WHAT TO DO — Nothing in the data may be altered; the answer is a verbatim copy of it.

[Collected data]
—————

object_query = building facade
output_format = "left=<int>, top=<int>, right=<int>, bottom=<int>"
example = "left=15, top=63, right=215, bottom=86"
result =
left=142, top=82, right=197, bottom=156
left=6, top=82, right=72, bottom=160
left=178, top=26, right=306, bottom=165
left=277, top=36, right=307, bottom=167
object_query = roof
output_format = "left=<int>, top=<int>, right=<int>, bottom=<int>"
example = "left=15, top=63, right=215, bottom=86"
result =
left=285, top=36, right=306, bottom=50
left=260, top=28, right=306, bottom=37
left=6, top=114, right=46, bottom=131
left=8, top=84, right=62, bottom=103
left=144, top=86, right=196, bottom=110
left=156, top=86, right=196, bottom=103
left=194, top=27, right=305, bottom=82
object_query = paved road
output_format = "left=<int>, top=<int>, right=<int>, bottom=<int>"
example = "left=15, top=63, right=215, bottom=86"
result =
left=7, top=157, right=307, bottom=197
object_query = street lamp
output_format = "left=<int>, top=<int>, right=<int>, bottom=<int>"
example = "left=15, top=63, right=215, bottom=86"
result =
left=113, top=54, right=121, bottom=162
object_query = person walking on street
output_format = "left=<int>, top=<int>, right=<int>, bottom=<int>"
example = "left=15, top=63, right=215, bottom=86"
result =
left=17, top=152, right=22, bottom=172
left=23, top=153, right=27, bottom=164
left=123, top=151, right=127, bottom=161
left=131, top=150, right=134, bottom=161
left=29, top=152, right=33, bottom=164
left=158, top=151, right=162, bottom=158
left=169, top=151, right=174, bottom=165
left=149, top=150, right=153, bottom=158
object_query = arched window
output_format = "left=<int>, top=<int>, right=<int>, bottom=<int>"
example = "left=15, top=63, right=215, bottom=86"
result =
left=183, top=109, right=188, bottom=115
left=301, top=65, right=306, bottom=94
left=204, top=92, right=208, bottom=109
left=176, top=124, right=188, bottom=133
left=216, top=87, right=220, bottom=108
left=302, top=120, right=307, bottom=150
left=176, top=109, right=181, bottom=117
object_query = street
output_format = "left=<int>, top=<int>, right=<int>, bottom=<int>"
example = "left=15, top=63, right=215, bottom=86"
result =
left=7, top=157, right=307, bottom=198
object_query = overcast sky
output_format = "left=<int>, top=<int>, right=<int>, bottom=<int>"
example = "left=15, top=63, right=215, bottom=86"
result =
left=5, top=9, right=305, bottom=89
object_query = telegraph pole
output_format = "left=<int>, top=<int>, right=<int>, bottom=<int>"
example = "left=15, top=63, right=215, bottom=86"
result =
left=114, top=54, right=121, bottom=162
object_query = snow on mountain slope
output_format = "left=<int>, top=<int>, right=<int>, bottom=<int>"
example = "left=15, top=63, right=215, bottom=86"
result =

—————

PROBLEM SOLUTION —
object_query = building facade
output_format = "left=<int>, top=<int>, right=<int>, bottom=<int>"
example = "left=15, top=63, right=215, bottom=86"
result =
left=142, top=82, right=197, bottom=156
left=6, top=82, right=72, bottom=160
left=178, top=26, right=306, bottom=165
left=277, top=36, right=307, bottom=167
object_query = roof
output_format = "left=<int>, top=<int>, right=<int>, bottom=<int>"
example = "left=15, top=63, right=215, bottom=86"
result =
left=285, top=36, right=306, bottom=50
left=260, top=28, right=306, bottom=37
left=6, top=114, right=46, bottom=131
left=8, top=84, right=62, bottom=103
left=144, top=86, right=196, bottom=110
left=156, top=86, right=196, bottom=103
left=194, top=27, right=305, bottom=82
object_query = paved road
output_format = "left=<int>, top=<int>, right=<int>, bottom=<int>"
example = "left=15, top=63, right=215, bottom=86"
result =
left=7, top=157, right=307, bottom=197
object_query = street lamp
output_format = "left=<int>, top=<int>, right=<int>, bottom=<int>"
example = "left=15, top=63, right=215, bottom=86"
result =
left=113, top=54, right=121, bottom=162
object_query = person walking on street
output_format = "left=<int>, top=<int>, right=<int>, bottom=<int>"
example = "left=15, top=63, right=215, bottom=86"
result =
left=17, top=152, right=22, bottom=172
left=23, top=153, right=27, bottom=164
left=123, top=151, right=127, bottom=161
left=131, top=150, right=134, bottom=161
left=29, top=152, right=33, bottom=164
left=158, top=151, right=162, bottom=158
left=169, top=151, right=174, bottom=165
left=149, top=150, right=153, bottom=158
object_query = arched window
output_format = "left=<int>, top=<int>, right=<int>, bottom=<int>"
example = "left=15, top=63, right=215, bottom=86"
result =
left=183, top=109, right=188, bottom=115
left=301, top=65, right=306, bottom=94
left=204, top=92, right=208, bottom=109
left=176, top=124, right=188, bottom=133
left=216, top=87, right=220, bottom=108
left=302, top=120, right=307, bottom=150
left=176, top=109, right=181, bottom=117
object_query = street
output_format = "left=<int>, top=<int>, right=<int>, bottom=<int>"
example = "left=15, top=63, right=215, bottom=86"
result =
left=7, top=157, right=307, bottom=198
object_query = overcast sky
output_format = "left=<int>, top=<int>, right=<int>, bottom=<int>"
example = "left=15, top=63, right=215, bottom=86"
result =
left=5, top=9, right=305, bottom=89
object_query = telegraph pole
output_format = "left=<int>, top=<int>, right=<int>, bottom=<int>"
example = "left=15, top=63, right=215, bottom=86"
result =
left=114, top=54, right=121, bottom=162
object_query = snow on mountain slope
output_format = "left=<int>, top=<int>, right=<int>, bottom=<int>"
example = "left=15, top=63, right=215, bottom=86"
result =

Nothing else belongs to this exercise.